§ Exercise materials:
---------------
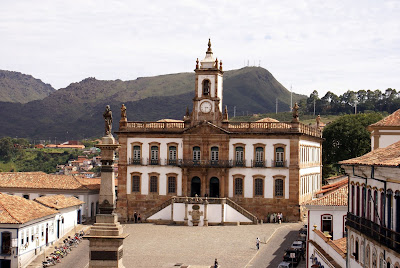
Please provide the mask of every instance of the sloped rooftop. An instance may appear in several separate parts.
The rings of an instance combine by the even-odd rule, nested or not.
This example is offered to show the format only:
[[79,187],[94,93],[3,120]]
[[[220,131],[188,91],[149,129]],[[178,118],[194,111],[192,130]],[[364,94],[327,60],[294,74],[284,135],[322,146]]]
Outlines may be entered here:
[[0,193],[0,223],[22,224],[56,213],[35,201]]
[[346,206],[347,207],[347,194],[349,188],[346,185],[338,188],[331,193],[328,193],[320,198],[304,202],[306,206]]
[[400,127],[400,109],[375,124],[370,125],[370,127]]
[[256,122],[279,122],[278,120],[270,117],[265,117],[260,120],[257,120]]
[[[44,172],[0,172],[0,188],[80,190],[92,189],[89,183],[72,175],[52,175]],[[98,189],[100,185],[98,185]]]
[[400,141],[365,155],[339,162],[342,165],[393,166],[400,165]]
[[54,209],[62,209],[62,208],[69,208],[73,206],[79,206],[84,204],[85,202],[79,200],[76,197],[70,196],[66,197],[65,195],[48,195],[42,196],[35,199],[36,202],[39,202],[42,205],[45,205],[50,208]]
---------------
§ Work to complete: In the entries above, find every line with the word "instance" and list it.

§ Problem solution:
Please provide the mask of every instance of the sloped rooftop. An instance may appear in several separate parts.
The rings of an instance combine by the even-odd rule, nested or not.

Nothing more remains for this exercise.